[start Provided data]

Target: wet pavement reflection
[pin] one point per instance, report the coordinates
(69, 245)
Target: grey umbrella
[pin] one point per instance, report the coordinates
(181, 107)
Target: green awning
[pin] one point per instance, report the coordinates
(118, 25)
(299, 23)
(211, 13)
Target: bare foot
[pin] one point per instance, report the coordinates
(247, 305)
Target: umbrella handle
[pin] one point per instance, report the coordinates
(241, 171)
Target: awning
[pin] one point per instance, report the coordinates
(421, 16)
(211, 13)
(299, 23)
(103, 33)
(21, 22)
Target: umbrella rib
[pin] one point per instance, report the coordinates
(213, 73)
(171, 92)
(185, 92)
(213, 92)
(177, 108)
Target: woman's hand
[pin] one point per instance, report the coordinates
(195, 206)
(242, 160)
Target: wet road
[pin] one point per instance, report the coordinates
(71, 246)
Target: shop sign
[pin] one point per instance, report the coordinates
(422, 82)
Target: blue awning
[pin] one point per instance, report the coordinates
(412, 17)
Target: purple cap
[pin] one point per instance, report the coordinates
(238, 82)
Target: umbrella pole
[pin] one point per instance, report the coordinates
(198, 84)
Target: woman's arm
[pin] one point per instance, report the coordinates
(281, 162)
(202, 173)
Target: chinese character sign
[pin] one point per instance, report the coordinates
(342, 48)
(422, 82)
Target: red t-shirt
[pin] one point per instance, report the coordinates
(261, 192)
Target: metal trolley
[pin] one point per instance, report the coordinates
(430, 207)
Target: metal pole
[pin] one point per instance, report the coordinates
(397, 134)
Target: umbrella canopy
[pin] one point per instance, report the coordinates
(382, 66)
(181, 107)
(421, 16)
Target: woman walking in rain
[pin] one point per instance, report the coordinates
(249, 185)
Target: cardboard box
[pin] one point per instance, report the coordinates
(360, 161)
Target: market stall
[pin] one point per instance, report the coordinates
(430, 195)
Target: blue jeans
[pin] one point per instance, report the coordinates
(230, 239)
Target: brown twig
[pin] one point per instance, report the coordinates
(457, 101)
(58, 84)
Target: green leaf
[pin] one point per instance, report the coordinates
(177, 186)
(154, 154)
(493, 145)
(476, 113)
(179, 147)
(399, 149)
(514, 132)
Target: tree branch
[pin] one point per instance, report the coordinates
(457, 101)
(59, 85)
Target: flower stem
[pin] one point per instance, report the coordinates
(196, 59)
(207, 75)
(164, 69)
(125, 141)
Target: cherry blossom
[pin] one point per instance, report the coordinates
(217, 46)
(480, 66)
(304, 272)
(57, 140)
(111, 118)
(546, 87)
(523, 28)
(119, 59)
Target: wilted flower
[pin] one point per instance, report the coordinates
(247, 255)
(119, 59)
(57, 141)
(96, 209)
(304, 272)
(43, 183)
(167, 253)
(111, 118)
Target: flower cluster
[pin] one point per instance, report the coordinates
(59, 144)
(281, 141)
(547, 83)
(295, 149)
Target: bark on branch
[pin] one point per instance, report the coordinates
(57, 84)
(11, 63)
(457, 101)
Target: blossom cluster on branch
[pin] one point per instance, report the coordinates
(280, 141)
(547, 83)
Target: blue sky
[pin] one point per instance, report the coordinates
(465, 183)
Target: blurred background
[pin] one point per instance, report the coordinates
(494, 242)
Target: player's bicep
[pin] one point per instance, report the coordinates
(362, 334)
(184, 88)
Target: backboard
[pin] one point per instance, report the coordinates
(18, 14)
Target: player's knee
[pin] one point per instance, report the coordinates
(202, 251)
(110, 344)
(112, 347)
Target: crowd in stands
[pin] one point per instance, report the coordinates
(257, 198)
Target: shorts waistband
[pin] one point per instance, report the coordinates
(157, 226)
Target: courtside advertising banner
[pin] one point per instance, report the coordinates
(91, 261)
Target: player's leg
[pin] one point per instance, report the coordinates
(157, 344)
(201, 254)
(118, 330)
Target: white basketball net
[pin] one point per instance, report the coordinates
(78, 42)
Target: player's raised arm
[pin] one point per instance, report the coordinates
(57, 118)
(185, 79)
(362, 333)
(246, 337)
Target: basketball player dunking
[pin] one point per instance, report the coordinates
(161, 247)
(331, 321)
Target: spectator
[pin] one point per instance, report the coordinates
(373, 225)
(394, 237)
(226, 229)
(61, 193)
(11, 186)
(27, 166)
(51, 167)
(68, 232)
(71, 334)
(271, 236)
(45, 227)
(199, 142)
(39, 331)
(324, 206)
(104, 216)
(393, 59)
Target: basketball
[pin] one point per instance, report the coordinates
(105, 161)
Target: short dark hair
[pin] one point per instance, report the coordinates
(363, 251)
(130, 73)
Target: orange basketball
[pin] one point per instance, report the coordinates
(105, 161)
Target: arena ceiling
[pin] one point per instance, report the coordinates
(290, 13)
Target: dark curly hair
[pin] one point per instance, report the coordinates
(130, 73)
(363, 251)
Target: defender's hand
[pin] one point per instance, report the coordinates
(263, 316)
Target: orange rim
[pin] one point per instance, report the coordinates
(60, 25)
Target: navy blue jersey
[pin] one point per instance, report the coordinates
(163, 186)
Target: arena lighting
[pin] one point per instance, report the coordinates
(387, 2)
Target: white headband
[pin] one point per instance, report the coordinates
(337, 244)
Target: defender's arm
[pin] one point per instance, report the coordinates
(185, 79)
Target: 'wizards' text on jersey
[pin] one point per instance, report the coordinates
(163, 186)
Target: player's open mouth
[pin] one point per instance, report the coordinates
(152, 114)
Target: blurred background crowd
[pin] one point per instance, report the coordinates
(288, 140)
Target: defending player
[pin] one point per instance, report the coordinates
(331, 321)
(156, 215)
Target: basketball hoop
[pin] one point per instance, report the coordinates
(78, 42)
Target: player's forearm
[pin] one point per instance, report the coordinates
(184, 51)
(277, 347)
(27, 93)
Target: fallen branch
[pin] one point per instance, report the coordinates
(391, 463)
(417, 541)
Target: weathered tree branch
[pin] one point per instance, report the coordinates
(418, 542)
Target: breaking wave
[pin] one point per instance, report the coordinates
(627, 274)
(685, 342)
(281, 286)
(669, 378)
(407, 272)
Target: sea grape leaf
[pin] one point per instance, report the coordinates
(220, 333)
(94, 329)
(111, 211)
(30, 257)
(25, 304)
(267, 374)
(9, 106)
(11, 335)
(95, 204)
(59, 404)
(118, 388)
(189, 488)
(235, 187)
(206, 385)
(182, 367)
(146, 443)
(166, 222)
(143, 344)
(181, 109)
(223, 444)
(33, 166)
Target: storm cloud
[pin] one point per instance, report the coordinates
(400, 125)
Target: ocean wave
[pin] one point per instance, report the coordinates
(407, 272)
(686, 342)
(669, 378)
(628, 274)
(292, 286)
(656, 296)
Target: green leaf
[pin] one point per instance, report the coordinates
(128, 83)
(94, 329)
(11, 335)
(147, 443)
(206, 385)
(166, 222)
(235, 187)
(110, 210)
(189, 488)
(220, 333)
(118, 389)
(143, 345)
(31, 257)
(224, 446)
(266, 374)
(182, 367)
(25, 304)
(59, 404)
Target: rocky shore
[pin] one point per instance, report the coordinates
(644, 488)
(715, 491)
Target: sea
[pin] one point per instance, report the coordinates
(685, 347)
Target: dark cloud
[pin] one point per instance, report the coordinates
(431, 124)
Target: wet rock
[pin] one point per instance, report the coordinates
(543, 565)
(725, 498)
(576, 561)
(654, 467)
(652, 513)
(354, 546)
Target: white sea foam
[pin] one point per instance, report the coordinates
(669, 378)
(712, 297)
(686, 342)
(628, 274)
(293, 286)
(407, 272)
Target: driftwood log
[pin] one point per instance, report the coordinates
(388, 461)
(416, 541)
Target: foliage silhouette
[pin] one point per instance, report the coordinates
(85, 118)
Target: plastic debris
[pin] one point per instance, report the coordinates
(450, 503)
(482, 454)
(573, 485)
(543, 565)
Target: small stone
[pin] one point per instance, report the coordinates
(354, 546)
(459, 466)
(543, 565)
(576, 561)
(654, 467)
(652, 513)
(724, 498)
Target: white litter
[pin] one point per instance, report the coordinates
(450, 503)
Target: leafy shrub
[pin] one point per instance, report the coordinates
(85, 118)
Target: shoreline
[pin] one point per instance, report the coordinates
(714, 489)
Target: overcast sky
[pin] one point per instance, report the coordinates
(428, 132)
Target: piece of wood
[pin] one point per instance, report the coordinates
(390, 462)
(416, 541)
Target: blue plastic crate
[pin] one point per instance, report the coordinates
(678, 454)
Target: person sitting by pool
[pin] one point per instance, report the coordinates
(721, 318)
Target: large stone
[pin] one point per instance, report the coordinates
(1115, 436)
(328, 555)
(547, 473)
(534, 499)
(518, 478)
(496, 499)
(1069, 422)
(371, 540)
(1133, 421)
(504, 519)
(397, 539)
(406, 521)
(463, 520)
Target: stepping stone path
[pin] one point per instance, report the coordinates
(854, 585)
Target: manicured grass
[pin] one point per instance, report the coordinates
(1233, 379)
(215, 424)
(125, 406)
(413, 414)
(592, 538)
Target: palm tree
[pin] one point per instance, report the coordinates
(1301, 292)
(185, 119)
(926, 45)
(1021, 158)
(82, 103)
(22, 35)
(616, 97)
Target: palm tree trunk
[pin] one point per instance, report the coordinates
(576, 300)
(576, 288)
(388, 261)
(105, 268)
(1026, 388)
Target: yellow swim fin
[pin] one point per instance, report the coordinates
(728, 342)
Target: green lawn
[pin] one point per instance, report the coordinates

[end Provided data]

- _Written exercise_: Reproduce the listing from the line containing "Target: foliage silhouette" through the end of the listing, both included, with "overcast sky" changed to "cloudy sky" and every other line kept unchanged.

- _Answer to this exercise_:
Target: foliage silhouette
[pin] one point per instance, report the coordinates
(85, 118)
Target: plastic debris
[pin] one point per instance, report the coordinates
(450, 503)
(482, 454)
(573, 485)
(543, 565)
Target: small stone
[pin] one point per instance, report the coordinates
(354, 546)
(459, 466)
(543, 565)
(576, 561)
(654, 467)
(652, 513)
(724, 498)
Target: white litter
[pin] one point per instance, report the coordinates
(450, 503)
Target: leafy shrub
[pin] one point per instance, report the coordinates
(85, 118)
Target: shoreline
[pin] one point per instance, report the coordinates
(714, 489)
Target: cloudy sky
[pin] one point per instance, report the coordinates
(428, 132)
Target: piece of wood
[pin] one point per instance, report the coordinates
(390, 462)
(416, 541)
Target: blue plastic crate
[pin] one point per instance, report the coordinates
(678, 454)
Target: person sitting by pool
[pin] one point per instance, report the coordinates
(721, 318)
Target: large stone
[pin] one point per instance, report the coordinates
(1115, 436)
(328, 555)
(547, 473)
(534, 499)
(518, 478)
(496, 499)
(1069, 422)
(371, 540)
(1133, 421)
(504, 519)
(397, 539)
(406, 521)
(463, 520)
Target: stepping stone path
[pin] one point per instance, report the coordinates
(854, 585)
Target: manicured grass
[pin] one point per instance, report the coordinates
(1233, 379)
(215, 424)
(125, 406)
(413, 414)
(592, 538)
Target: palm tree
[pin] one point per instance, report the coordinates
(1301, 292)
(185, 119)
(926, 45)
(1021, 158)
(82, 103)
(22, 35)
(616, 97)
Target: palm tree trunk
[pin] one point per instance, report the coordinates
(576, 300)
(576, 288)
(388, 261)
(105, 268)
(1026, 388)
Target: yellow swim fin
[pin] one point per instance, report the coordinates
(728, 342)
Target: green lawn
[pin] one point per instance, report the coordinates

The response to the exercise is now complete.